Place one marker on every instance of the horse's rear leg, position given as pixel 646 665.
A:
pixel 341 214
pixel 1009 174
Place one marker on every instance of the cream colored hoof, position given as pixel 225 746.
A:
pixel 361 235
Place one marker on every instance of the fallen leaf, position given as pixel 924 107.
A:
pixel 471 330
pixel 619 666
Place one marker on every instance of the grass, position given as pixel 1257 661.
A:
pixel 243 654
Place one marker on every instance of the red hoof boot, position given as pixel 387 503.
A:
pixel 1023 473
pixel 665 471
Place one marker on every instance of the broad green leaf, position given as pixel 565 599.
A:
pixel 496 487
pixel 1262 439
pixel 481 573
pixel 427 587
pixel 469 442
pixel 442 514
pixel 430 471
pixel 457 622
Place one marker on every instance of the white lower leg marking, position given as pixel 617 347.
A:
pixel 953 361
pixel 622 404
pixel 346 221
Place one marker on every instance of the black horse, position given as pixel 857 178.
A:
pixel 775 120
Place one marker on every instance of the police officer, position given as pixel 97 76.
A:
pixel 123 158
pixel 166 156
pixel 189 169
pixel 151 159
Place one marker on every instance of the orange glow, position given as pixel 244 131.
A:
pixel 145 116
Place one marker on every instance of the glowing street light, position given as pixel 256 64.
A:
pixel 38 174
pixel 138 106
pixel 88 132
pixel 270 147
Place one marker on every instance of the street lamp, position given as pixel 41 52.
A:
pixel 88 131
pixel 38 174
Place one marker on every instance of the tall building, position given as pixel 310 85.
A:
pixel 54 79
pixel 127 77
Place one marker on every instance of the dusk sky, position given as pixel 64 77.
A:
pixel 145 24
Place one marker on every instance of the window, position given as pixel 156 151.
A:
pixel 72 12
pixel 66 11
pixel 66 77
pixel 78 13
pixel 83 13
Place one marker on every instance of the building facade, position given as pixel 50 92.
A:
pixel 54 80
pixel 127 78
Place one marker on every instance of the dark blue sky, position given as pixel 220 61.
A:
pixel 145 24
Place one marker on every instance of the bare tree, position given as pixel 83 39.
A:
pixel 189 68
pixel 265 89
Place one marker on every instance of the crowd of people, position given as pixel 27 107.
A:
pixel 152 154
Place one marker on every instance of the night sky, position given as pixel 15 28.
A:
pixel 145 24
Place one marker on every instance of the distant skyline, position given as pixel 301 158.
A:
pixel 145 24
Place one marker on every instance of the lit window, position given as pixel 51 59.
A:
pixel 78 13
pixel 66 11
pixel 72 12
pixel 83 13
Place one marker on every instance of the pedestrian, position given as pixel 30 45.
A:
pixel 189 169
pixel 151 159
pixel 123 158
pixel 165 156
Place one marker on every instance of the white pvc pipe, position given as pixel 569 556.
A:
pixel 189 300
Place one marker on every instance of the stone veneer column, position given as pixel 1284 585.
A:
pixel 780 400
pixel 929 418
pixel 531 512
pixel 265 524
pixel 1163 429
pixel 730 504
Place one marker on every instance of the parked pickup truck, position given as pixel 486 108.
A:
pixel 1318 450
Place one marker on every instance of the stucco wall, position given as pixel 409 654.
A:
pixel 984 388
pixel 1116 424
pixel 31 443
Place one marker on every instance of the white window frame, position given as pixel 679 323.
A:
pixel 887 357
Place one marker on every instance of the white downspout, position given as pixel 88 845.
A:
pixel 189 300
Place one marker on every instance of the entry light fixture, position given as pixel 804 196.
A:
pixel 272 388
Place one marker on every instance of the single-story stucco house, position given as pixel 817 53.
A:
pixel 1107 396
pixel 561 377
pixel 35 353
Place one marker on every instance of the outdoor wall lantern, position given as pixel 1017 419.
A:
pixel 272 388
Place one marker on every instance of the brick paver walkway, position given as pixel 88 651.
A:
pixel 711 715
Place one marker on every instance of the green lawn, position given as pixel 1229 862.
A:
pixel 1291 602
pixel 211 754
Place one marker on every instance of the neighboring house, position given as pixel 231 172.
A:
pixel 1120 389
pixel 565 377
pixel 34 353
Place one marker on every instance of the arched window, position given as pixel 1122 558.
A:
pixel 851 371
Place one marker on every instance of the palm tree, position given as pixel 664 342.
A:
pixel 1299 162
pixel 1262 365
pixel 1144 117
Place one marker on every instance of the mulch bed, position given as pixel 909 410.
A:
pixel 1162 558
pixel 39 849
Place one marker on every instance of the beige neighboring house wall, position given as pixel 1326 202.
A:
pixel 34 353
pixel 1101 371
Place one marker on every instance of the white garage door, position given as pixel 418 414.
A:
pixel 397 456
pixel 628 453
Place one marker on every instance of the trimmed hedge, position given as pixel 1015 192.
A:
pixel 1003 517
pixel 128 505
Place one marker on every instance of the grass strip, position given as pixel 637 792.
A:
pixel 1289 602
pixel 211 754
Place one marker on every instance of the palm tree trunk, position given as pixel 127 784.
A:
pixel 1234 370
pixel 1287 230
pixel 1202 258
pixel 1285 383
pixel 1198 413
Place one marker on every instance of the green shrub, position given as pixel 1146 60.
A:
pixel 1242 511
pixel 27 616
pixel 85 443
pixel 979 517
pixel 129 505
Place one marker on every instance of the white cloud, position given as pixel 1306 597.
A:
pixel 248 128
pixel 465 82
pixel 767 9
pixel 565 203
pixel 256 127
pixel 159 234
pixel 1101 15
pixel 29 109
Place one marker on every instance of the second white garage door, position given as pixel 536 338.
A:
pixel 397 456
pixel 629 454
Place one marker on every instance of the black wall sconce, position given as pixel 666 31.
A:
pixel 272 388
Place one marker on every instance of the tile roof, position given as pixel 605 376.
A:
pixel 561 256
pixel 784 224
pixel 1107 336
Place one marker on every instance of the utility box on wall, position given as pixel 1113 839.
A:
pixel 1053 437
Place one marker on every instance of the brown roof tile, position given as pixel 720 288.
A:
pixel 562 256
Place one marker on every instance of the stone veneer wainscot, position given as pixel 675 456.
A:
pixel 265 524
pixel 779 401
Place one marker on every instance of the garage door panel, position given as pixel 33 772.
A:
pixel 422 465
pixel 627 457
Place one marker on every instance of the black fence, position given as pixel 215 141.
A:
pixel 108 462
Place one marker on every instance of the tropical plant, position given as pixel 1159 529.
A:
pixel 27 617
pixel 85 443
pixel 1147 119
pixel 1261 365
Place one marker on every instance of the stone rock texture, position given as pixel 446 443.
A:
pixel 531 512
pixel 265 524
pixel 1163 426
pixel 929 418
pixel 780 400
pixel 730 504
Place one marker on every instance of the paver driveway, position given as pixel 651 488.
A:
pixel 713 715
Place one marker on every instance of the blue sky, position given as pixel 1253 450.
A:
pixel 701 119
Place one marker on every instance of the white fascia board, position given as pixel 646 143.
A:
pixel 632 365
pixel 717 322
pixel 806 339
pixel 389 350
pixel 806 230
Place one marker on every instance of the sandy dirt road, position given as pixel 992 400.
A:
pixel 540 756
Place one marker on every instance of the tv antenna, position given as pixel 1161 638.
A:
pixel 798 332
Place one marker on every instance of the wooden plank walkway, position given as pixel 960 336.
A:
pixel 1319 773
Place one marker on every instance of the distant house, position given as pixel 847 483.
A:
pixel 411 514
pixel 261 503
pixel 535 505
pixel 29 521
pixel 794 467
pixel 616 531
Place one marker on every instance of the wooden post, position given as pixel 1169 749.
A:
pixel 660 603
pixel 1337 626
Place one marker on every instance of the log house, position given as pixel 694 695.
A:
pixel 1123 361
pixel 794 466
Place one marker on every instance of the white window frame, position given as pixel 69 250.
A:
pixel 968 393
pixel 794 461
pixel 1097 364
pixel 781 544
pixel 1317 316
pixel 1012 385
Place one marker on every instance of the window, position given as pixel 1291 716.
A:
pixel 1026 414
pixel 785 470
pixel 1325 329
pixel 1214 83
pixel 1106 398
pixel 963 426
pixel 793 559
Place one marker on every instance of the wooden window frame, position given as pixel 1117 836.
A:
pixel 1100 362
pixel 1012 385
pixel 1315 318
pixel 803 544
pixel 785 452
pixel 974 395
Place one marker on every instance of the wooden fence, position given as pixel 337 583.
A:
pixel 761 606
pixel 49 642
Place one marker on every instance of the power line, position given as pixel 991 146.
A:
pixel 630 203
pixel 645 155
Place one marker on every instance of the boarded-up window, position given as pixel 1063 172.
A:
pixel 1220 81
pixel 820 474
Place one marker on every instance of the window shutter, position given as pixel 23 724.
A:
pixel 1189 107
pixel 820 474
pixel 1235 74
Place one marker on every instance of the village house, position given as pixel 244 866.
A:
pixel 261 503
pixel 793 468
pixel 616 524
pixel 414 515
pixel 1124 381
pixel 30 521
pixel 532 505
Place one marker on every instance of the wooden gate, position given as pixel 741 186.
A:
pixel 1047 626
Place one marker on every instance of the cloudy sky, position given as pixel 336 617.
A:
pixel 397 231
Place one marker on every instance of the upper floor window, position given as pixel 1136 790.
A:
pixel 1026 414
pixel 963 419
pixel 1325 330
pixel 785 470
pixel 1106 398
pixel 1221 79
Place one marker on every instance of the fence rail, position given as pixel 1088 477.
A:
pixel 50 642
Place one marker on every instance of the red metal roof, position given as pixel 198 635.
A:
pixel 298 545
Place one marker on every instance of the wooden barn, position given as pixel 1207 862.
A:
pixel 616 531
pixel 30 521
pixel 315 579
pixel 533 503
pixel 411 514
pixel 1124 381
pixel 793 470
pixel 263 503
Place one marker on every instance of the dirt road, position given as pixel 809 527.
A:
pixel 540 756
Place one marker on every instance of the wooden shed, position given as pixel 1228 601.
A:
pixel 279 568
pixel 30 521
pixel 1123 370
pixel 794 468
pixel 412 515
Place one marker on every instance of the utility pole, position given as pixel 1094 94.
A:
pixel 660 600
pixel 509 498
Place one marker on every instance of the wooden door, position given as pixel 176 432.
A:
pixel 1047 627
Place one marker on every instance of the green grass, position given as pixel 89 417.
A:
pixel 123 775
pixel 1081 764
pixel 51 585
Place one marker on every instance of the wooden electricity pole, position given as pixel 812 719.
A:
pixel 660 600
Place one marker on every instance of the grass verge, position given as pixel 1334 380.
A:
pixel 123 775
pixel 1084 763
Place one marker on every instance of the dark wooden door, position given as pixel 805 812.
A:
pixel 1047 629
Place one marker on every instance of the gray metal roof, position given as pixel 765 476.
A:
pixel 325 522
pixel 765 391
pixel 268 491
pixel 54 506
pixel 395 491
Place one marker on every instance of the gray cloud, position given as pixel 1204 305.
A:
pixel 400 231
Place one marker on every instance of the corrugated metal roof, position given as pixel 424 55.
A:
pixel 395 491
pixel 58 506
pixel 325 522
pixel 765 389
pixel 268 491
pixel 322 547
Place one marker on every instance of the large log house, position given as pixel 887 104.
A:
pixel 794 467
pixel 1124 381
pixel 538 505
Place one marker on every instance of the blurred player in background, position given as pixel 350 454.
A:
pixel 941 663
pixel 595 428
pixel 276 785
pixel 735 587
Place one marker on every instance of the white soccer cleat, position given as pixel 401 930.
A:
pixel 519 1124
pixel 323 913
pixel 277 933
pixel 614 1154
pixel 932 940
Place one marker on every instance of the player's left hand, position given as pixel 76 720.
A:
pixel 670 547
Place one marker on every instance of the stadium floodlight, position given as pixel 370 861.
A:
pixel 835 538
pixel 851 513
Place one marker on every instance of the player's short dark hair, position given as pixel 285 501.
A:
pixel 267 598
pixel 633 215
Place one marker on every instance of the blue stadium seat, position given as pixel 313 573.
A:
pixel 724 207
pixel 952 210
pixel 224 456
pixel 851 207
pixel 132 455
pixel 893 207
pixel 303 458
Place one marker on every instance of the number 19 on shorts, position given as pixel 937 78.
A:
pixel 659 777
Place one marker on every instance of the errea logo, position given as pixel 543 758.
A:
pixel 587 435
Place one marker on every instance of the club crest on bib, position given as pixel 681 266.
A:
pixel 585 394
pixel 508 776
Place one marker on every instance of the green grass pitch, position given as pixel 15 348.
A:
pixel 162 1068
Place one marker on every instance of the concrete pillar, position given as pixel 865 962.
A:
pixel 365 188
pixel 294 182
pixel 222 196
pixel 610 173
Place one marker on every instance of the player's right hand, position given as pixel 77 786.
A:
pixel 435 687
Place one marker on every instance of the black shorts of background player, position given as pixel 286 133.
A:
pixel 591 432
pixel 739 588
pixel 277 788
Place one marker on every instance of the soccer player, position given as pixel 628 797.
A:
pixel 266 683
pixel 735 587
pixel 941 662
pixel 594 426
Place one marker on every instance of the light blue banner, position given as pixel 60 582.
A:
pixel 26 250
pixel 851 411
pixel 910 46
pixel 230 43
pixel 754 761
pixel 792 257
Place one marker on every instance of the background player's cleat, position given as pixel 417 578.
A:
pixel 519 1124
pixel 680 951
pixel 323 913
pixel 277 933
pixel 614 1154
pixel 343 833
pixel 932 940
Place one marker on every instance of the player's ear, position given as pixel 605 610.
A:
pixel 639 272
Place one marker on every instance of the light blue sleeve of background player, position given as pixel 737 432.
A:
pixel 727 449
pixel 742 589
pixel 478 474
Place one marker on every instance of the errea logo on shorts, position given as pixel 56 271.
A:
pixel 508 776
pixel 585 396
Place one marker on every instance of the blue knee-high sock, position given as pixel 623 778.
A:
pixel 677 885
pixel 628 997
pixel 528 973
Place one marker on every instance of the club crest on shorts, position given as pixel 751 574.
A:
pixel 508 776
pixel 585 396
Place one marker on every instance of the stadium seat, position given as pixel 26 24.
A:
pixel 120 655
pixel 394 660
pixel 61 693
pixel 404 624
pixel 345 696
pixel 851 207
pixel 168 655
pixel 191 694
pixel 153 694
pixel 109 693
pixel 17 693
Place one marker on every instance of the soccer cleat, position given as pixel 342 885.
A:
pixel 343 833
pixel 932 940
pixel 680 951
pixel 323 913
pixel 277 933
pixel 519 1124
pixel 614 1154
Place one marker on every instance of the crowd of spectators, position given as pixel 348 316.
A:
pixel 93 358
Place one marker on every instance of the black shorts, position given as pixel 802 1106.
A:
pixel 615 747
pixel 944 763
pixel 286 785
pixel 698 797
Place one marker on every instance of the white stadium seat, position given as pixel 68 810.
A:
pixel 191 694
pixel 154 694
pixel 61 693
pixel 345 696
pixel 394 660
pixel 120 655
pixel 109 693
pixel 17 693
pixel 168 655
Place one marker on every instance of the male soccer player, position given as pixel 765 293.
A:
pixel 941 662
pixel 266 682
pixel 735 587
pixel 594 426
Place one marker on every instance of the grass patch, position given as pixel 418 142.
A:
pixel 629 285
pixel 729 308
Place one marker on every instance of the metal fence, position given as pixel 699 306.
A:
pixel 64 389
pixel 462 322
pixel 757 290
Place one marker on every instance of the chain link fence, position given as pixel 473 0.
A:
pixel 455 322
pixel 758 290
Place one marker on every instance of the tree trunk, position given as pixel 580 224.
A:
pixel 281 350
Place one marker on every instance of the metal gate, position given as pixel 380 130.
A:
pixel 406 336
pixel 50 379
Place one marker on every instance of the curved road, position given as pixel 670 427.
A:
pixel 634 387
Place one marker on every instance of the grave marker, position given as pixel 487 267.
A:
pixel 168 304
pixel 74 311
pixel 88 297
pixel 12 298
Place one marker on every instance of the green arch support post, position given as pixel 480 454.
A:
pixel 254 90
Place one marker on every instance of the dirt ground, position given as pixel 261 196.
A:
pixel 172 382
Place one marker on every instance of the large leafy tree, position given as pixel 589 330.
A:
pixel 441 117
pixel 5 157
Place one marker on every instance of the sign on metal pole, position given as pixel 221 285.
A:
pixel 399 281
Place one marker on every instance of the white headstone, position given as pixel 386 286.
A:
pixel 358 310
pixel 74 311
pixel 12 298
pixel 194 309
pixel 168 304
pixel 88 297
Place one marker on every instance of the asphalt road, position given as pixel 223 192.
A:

PROBLEM REQUIREMENTS
Can you return, unchanged, the lines of the records that begin at the line containing "Place one marker on every instance of the black fence, position" and stop after the line containing "pixel 806 230"?

EXERCISE ANSWER
Place one marker on every instance of the black fence, position given as pixel 215 141.
A:
pixel 108 462
Place one marker on every instance of the tropical plant, position given as pixel 1159 529.
A:
pixel 27 617
pixel 85 443
pixel 1147 119
pixel 1261 365
Place one marker on every instance of the stone rock texture, position given as pixel 446 443.
A:
pixel 531 512
pixel 265 524
pixel 1163 426
pixel 929 418
pixel 780 400
pixel 730 504
Place one marker on every instance of the paver driveway, position given as pixel 651 488.
A:
pixel 713 715
Place one marker on every instance of the blue sky, position given as pixel 1253 450.
A:
pixel 701 119
Place one marker on every instance of the white fascia board, position given as pixel 646 143.
A:
pixel 632 365
pixel 717 322
pixel 806 339
pixel 389 350
pixel 806 230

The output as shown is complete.